WHAT THE EXERCISE ASKS> Reproduce the items below verbatim, covering only the stretch from the line containing "tree shadow on water -> box" through the line containing "top-left (391, 150), bottom-right (407, 166)", inclusive of both.

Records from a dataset
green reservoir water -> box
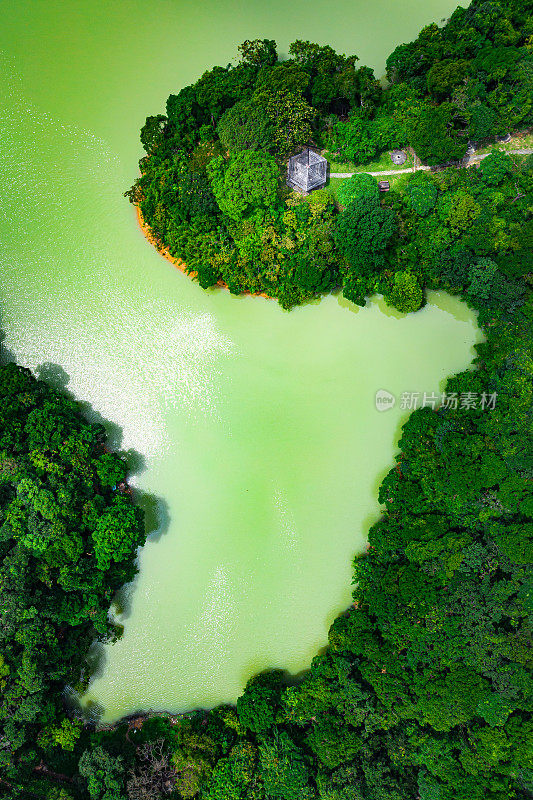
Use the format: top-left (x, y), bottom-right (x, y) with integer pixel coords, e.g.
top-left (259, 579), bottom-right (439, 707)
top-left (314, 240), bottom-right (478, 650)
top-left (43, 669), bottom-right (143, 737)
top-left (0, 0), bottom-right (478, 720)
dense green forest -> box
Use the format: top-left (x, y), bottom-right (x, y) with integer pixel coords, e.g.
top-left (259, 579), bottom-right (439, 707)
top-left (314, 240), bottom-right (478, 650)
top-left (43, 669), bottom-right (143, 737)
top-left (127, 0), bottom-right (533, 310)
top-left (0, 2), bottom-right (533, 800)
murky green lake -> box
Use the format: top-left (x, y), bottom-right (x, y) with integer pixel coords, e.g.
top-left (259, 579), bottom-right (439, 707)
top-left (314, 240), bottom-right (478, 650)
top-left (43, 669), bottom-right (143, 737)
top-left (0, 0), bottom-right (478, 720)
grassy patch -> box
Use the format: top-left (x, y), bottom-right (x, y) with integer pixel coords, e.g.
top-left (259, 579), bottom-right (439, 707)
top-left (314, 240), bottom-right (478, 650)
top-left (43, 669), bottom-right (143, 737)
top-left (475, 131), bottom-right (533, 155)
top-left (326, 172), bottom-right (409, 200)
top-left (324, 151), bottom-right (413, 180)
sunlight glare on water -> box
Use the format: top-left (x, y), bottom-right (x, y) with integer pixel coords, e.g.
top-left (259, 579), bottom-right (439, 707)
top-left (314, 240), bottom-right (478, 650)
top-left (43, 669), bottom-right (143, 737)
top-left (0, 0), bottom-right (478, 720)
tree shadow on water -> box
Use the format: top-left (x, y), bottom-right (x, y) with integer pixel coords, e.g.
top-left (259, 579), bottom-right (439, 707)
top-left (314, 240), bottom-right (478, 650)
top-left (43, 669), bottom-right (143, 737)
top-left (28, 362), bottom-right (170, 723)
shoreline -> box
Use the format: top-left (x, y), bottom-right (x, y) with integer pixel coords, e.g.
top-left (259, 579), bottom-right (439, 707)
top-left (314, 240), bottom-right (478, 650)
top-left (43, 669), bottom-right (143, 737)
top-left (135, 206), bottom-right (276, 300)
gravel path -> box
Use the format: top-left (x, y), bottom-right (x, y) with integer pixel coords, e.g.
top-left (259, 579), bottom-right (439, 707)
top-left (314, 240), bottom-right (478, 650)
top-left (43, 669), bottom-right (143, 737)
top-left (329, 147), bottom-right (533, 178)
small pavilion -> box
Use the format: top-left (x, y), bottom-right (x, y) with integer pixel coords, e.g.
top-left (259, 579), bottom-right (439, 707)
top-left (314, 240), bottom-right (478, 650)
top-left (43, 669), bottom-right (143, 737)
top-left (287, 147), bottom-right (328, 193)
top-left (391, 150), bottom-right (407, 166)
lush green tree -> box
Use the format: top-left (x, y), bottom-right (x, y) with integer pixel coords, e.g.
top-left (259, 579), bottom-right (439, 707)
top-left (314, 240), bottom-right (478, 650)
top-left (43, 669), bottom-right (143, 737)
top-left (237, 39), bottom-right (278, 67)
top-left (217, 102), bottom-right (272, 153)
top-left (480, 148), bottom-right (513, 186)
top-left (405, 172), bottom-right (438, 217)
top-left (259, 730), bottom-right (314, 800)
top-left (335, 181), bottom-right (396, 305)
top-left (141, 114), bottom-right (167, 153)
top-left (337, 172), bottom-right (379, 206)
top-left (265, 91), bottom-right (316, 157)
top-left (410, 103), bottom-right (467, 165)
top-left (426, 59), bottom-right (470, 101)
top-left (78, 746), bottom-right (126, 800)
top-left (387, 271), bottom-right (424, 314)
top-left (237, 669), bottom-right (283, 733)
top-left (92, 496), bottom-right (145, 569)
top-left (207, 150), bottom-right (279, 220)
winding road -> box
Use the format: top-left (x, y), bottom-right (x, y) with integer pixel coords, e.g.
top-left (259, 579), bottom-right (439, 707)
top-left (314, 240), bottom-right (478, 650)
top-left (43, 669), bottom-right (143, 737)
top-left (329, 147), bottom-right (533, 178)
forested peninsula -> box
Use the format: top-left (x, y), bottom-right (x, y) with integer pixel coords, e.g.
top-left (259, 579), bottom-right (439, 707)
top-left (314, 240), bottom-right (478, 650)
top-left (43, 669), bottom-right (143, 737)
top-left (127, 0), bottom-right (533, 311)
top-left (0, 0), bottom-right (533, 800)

...

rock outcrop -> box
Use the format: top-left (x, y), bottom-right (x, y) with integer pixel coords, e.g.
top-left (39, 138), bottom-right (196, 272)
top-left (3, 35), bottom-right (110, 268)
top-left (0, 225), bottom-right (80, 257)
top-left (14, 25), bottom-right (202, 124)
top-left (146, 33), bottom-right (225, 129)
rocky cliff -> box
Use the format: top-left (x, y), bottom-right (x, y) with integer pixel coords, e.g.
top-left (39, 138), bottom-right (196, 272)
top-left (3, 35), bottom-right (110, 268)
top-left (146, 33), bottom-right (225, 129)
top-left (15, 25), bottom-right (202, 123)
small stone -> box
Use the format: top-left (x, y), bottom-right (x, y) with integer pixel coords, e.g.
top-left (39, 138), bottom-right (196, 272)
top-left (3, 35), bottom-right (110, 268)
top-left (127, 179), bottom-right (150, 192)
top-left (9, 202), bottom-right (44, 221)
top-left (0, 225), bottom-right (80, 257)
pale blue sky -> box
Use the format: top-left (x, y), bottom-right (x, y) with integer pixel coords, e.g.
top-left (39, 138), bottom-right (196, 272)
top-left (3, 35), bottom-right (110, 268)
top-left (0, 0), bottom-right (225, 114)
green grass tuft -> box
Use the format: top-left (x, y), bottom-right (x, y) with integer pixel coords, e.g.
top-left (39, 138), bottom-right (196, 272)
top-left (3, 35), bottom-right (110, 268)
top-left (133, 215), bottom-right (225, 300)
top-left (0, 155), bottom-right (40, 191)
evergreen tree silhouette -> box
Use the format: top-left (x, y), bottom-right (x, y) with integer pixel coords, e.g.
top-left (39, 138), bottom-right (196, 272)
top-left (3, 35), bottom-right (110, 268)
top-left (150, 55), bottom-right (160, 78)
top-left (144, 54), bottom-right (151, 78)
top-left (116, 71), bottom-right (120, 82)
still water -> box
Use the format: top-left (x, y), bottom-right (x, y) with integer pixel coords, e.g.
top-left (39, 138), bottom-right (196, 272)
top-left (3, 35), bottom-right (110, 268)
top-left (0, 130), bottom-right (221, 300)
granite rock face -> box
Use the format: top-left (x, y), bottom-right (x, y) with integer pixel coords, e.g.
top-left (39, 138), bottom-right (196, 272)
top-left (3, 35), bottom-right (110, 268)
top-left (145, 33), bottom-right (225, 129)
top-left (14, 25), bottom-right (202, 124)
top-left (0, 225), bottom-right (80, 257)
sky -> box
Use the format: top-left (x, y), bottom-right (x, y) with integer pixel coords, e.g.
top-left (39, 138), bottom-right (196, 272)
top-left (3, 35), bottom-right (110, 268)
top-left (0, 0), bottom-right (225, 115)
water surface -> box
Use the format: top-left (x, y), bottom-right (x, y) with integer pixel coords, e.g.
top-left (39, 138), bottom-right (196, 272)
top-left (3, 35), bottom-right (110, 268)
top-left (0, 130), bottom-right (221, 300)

...

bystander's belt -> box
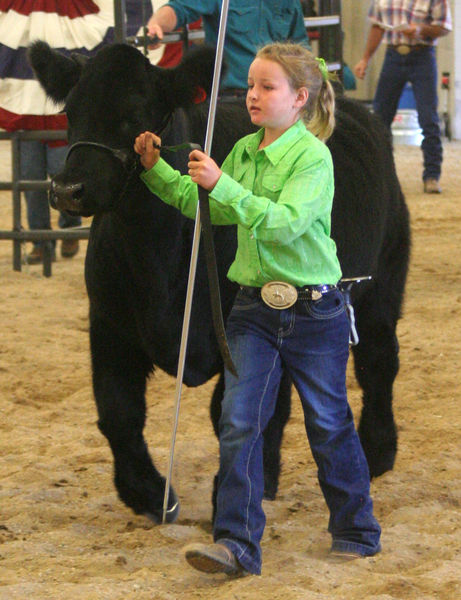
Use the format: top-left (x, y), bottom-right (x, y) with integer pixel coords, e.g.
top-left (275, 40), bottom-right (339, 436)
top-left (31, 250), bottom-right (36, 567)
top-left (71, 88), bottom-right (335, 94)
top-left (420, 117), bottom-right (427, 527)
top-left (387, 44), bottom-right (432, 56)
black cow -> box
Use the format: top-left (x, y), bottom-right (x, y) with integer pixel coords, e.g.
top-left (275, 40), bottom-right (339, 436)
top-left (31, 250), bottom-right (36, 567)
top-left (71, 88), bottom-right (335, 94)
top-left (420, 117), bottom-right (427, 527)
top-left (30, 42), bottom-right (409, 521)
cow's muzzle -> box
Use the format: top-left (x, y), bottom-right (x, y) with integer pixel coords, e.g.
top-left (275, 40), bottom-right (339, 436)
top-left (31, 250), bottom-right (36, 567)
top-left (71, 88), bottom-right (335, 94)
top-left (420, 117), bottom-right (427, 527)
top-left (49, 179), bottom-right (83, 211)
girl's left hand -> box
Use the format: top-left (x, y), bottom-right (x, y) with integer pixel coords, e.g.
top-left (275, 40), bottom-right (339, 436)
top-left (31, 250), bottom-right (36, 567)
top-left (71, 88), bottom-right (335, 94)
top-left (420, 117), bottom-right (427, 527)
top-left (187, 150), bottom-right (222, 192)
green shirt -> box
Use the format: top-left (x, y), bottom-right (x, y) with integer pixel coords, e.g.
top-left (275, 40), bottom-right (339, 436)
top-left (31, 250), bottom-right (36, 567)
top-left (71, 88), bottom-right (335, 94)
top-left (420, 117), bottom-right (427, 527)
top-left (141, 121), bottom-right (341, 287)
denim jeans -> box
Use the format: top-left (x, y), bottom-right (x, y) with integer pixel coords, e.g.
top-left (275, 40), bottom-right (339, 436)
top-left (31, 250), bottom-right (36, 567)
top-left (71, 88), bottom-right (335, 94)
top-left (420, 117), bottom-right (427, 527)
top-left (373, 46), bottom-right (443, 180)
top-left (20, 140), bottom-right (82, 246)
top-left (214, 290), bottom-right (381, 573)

SOLUTION FOR THIS TASK>
tree shadow on water -> box
Use the format: top-left (x, y), bottom-right (x, y) with integer pixel coords, e.g.
top-left (259, 579), bottom-right (439, 707)
top-left (314, 240), bottom-right (478, 650)
top-left (43, 669), bottom-right (143, 737)
top-left (28, 362), bottom-right (170, 723)
shoreline -> box
Use the format: top-left (x, y), bottom-right (x, y) with integer pixel coords, e.g.
top-left (259, 579), bottom-right (439, 707)
top-left (314, 240), bottom-right (478, 650)
top-left (43, 669), bottom-right (143, 737)
top-left (135, 206), bottom-right (276, 300)
gravel path -> box
Use the format: top-left (x, y), bottom-right (x, y) with integer pixel coords, e.g.
top-left (259, 579), bottom-right (439, 707)
top-left (314, 240), bottom-right (478, 650)
top-left (43, 669), bottom-right (143, 737)
top-left (329, 147), bottom-right (533, 178)
small pavilion -> box
Use the format: top-left (x, y), bottom-right (x, y) with integer pixel coords, e.g.
top-left (259, 579), bottom-right (439, 707)
top-left (314, 240), bottom-right (478, 650)
top-left (43, 669), bottom-right (143, 737)
top-left (287, 147), bottom-right (328, 193)
top-left (391, 150), bottom-right (407, 166)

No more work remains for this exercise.